:: Stated exercise ::
Reproduce each of the records below word for word, in the same order and with the same line breaks.
====================
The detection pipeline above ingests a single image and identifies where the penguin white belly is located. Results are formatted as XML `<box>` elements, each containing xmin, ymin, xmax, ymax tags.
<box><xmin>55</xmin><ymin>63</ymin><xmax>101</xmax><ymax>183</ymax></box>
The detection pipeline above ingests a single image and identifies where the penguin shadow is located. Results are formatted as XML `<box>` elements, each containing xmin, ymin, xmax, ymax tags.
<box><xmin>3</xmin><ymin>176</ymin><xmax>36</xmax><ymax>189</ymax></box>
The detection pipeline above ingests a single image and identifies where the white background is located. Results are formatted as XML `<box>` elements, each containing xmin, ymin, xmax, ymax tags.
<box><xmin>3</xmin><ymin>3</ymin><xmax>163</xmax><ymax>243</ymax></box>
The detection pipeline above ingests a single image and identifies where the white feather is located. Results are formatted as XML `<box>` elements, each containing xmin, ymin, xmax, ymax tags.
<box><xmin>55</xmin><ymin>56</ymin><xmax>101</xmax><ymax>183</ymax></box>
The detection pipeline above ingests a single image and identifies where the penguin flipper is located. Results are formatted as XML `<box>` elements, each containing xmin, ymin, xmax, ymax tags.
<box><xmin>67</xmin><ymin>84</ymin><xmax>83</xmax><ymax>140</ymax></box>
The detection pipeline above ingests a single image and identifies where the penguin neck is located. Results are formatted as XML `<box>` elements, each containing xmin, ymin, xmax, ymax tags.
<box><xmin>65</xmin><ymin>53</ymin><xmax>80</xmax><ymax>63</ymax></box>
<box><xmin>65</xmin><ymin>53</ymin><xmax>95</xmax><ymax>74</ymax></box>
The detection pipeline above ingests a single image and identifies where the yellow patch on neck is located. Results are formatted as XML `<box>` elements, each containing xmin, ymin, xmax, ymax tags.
====================
:: Reply ::
The detection pipeline above ingests a single image and identifies where the penguin white belly is located. Results are formatted as XML `<box>` elements, each containing xmin, ymin, xmax, ymax tags.
<box><xmin>55</xmin><ymin>63</ymin><xmax>101</xmax><ymax>183</ymax></box>
The detection pipeline above ingests a single image and identifies where the penguin shadow is located. Results are formatted as XML `<box>` elements, each containing xmin, ymin, xmax, ymax tags.
<box><xmin>3</xmin><ymin>176</ymin><xmax>36</xmax><ymax>189</ymax></box>
The detection pipeline above ingests a single image and identifies where the white background is located. Results are formatted as XML `<box>` elements, each containing xmin, ymin, xmax, ymax tags.
<box><xmin>3</xmin><ymin>3</ymin><xmax>163</xmax><ymax>243</ymax></box>
The detection pipeline above ingests a single image and identifies where the white feather is located. Results are formatted as XML `<box>` elements, each containing xmin, ymin, xmax, ymax tags.
<box><xmin>55</xmin><ymin>56</ymin><xmax>101</xmax><ymax>183</ymax></box>
The detection pipeline above ingests a single image and identifies where the penguin flipper is located. Results are formatted as XML `<box>` elements, each containing xmin, ymin, xmax, ymax tags.
<box><xmin>67</xmin><ymin>84</ymin><xmax>83</xmax><ymax>140</ymax></box>
The detection pipeline above ingests a single image and identifies where the penguin neck is located. Results are formatted as XML `<box>` elements, each containing xmin, ymin, xmax, ymax tags.
<box><xmin>65</xmin><ymin>53</ymin><xmax>80</xmax><ymax>63</ymax></box>
<box><xmin>65</xmin><ymin>53</ymin><xmax>95</xmax><ymax>74</ymax></box>
The detection pipeline above ingests a single image and identifies where the yellow patch on neck is located. Results are formatted as XML `<box>` elements, each containing xmin, ymin, xmax, ymax tags.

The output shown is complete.